(Labeled-object pointing entries)
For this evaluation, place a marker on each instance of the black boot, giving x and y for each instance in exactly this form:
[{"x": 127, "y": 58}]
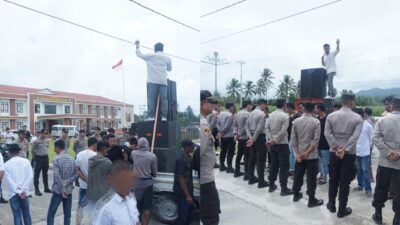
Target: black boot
[
  {"x": 230, "y": 170},
  {"x": 396, "y": 219},
  {"x": 38, "y": 193},
  {"x": 313, "y": 202},
  {"x": 272, "y": 187},
  {"x": 331, "y": 207},
  {"x": 263, "y": 184},
  {"x": 297, "y": 196},
  {"x": 2, "y": 200},
  {"x": 286, "y": 192},
  {"x": 377, "y": 216},
  {"x": 344, "y": 212},
  {"x": 238, "y": 174},
  {"x": 253, "y": 180}
]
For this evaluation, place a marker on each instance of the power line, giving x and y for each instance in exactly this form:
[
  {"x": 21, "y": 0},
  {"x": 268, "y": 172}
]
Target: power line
[
  {"x": 172, "y": 19},
  {"x": 95, "y": 31},
  {"x": 270, "y": 22},
  {"x": 223, "y": 8}
]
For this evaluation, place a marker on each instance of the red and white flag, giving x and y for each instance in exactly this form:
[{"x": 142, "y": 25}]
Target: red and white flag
[{"x": 117, "y": 66}]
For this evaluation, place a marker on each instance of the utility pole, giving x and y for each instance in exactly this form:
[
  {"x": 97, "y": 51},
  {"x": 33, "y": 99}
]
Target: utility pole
[
  {"x": 216, "y": 61},
  {"x": 241, "y": 62}
]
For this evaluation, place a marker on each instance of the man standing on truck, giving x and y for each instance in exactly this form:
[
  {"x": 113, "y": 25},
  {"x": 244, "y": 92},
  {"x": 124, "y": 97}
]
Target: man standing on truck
[
  {"x": 157, "y": 66},
  {"x": 145, "y": 164},
  {"x": 329, "y": 62},
  {"x": 210, "y": 204},
  {"x": 183, "y": 183}
]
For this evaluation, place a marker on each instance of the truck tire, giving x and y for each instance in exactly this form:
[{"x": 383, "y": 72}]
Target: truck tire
[{"x": 165, "y": 209}]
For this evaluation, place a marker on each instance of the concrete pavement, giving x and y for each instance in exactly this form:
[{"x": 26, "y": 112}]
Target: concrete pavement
[{"x": 246, "y": 204}]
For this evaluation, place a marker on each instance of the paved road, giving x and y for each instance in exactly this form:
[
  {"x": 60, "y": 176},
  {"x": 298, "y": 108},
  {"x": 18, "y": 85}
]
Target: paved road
[
  {"x": 245, "y": 204},
  {"x": 39, "y": 207}
]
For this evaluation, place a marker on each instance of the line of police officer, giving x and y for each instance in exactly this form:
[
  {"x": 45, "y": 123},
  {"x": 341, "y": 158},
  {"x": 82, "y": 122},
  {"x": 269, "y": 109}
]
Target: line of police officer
[{"x": 342, "y": 130}]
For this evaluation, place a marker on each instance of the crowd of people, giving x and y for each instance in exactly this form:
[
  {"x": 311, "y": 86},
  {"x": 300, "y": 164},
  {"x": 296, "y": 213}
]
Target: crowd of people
[
  {"x": 114, "y": 173},
  {"x": 308, "y": 141}
]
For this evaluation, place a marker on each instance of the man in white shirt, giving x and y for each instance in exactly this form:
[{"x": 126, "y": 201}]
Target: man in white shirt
[
  {"x": 363, "y": 160},
  {"x": 328, "y": 61},
  {"x": 121, "y": 209},
  {"x": 82, "y": 166},
  {"x": 157, "y": 66},
  {"x": 2, "y": 200},
  {"x": 19, "y": 175}
]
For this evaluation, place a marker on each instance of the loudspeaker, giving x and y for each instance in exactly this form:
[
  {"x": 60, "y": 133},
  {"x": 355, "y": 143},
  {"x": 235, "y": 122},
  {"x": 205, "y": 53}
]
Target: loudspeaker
[
  {"x": 167, "y": 133},
  {"x": 313, "y": 83},
  {"x": 172, "y": 101},
  {"x": 166, "y": 158}
]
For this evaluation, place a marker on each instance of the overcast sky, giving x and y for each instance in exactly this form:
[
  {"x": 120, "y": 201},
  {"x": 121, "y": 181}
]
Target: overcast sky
[
  {"x": 368, "y": 30},
  {"x": 40, "y": 52}
]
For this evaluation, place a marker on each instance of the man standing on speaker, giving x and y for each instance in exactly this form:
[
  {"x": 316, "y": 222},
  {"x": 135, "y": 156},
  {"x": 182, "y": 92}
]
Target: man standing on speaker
[
  {"x": 329, "y": 63},
  {"x": 157, "y": 66}
]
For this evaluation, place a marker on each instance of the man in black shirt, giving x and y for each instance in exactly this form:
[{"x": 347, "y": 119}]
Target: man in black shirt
[
  {"x": 116, "y": 152},
  {"x": 183, "y": 183},
  {"x": 323, "y": 147}
]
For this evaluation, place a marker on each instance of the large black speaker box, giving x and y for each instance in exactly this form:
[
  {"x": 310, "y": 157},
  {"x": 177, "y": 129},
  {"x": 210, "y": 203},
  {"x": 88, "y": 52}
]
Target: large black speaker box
[
  {"x": 313, "y": 83},
  {"x": 166, "y": 158},
  {"x": 167, "y": 133}
]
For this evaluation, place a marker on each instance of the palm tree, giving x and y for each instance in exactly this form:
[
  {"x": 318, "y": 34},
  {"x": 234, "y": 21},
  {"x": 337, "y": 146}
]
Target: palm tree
[
  {"x": 266, "y": 76},
  {"x": 261, "y": 88},
  {"x": 286, "y": 87},
  {"x": 249, "y": 89},
  {"x": 232, "y": 88}
]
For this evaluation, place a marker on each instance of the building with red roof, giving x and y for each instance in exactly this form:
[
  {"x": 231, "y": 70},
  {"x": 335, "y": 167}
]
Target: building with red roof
[{"x": 43, "y": 108}]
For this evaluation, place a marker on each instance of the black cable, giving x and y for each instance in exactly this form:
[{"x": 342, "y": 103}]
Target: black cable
[
  {"x": 172, "y": 19},
  {"x": 223, "y": 8},
  {"x": 96, "y": 31},
  {"x": 270, "y": 22}
]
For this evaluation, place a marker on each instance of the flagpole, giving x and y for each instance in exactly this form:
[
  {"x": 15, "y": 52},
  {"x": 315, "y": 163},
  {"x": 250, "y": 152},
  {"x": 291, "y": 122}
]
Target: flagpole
[{"x": 123, "y": 89}]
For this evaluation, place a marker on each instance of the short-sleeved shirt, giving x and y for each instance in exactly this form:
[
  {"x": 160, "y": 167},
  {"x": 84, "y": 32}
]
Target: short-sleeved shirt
[
  {"x": 116, "y": 153},
  {"x": 183, "y": 169},
  {"x": 82, "y": 161},
  {"x": 1, "y": 163}
]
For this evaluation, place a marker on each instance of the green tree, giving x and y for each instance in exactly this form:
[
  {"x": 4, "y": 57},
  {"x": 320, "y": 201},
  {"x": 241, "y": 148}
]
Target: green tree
[
  {"x": 232, "y": 88},
  {"x": 249, "y": 89},
  {"x": 266, "y": 76},
  {"x": 286, "y": 87}
]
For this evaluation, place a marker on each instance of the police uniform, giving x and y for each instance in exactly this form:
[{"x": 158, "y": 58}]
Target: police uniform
[
  {"x": 278, "y": 123},
  {"x": 240, "y": 130},
  {"x": 386, "y": 138},
  {"x": 225, "y": 126},
  {"x": 40, "y": 148},
  {"x": 305, "y": 134},
  {"x": 210, "y": 204},
  {"x": 342, "y": 128},
  {"x": 255, "y": 129}
]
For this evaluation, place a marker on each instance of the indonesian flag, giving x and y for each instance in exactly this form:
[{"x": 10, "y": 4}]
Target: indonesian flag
[{"x": 117, "y": 66}]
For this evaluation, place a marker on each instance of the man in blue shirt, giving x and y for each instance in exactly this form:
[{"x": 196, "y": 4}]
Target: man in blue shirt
[{"x": 183, "y": 183}]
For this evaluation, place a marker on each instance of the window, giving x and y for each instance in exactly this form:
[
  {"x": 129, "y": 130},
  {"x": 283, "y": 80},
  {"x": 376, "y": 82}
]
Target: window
[
  {"x": 37, "y": 108},
  {"x": 85, "y": 109},
  {"x": 37, "y": 126},
  {"x": 94, "y": 110},
  {"x": 50, "y": 109},
  {"x": 20, "y": 108},
  {"x": 19, "y": 125},
  {"x": 67, "y": 109},
  {"x": 4, "y": 106},
  {"x": 4, "y": 125}
]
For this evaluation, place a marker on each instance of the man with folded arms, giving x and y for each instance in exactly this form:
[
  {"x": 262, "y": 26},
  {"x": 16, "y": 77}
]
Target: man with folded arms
[
  {"x": 305, "y": 136},
  {"x": 342, "y": 130}
]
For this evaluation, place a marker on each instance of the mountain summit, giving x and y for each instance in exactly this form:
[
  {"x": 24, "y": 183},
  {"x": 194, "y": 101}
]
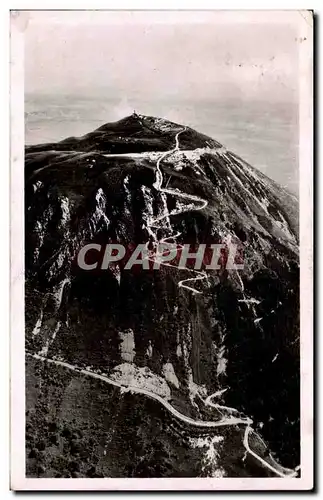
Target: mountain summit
[{"x": 231, "y": 341}]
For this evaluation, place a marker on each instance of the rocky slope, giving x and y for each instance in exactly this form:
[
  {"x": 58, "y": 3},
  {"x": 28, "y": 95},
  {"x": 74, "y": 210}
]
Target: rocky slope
[{"x": 238, "y": 337}]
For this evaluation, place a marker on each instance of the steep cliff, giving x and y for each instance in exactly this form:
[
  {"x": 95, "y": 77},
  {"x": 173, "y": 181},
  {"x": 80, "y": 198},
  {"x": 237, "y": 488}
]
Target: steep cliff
[{"x": 233, "y": 334}]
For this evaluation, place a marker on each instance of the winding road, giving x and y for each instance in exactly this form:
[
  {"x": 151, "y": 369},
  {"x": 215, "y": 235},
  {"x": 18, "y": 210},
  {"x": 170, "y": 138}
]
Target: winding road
[
  {"x": 197, "y": 204},
  {"x": 188, "y": 420}
]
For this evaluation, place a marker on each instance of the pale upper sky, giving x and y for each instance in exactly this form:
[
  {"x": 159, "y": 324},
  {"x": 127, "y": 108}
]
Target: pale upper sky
[{"x": 160, "y": 55}]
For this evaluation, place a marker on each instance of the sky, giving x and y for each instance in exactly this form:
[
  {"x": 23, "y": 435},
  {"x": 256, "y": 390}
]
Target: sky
[{"x": 164, "y": 55}]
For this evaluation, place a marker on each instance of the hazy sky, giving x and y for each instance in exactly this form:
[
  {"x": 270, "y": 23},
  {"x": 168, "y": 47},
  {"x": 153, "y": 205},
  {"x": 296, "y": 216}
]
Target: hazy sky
[{"x": 193, "y": 55}]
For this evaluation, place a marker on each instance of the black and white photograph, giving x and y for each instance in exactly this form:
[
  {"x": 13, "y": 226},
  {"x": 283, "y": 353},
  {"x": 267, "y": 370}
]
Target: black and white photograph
[{"x": 162, "y": 277}]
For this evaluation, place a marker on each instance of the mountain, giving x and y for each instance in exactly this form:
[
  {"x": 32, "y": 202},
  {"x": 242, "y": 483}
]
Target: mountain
[{"x": 162, "y": 340}]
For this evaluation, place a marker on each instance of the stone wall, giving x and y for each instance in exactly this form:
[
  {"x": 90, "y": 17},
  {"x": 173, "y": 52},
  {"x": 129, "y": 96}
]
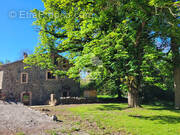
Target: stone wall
[{"x": 37, "y": 84}]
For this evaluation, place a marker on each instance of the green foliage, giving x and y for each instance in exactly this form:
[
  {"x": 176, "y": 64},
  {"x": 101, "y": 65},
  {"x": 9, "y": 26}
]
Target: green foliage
[{"x": 121, "y": 34}]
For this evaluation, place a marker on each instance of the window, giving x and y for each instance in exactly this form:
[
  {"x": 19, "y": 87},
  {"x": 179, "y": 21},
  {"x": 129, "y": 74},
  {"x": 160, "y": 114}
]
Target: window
[
  {"x": 24, "y": 77},
  {"x": 50, "y": 76}
]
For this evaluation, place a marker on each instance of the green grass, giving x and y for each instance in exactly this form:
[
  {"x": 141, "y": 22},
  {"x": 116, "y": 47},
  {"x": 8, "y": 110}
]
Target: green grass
[
  {"x": 106, "y": 96},
  {"x": 149, "y": 120}
]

▶ _Goal_: Exactly and only the lines from the one containing "green foliage, giving" through the end of the material are to be reproduced, both ends included.

▶ _Expected answer_:
For this evaluation, place a marker on each instance of the green foliage, giving x and y for each instance in exactly this form:
[
  {"x": 176, "y": 64},
  {"x": 101, "y": 65},
  {"x": 9, "y": 26}
]
Target: green foliage
[{"x": 121, "y": 34}]
For this evaluation, place a marker on each instance of the window, giving x and y for each instance in exactly this form:
[
  {"x": 19, "y": 87},
  {"x": 179, "y": 21},
  {"x": 129, "y": 74},
  {"x": 160, "y": 114}
]
Target: window
[
  {"x": 24, "y": 77},
  {"x": 50, "y": 76}
]
For this evaluation, place a marker on each instance of the green grass, giving x and y for each instance in exactly this form:
[
  {"x": 141, "y": 22},
  {"x": 116, "y": 47},
  {"x": 8, "y": 110}
]
Target: green grass
[
  {"x": 106, "y": 96},
  {"x": 149, "y": 120}
]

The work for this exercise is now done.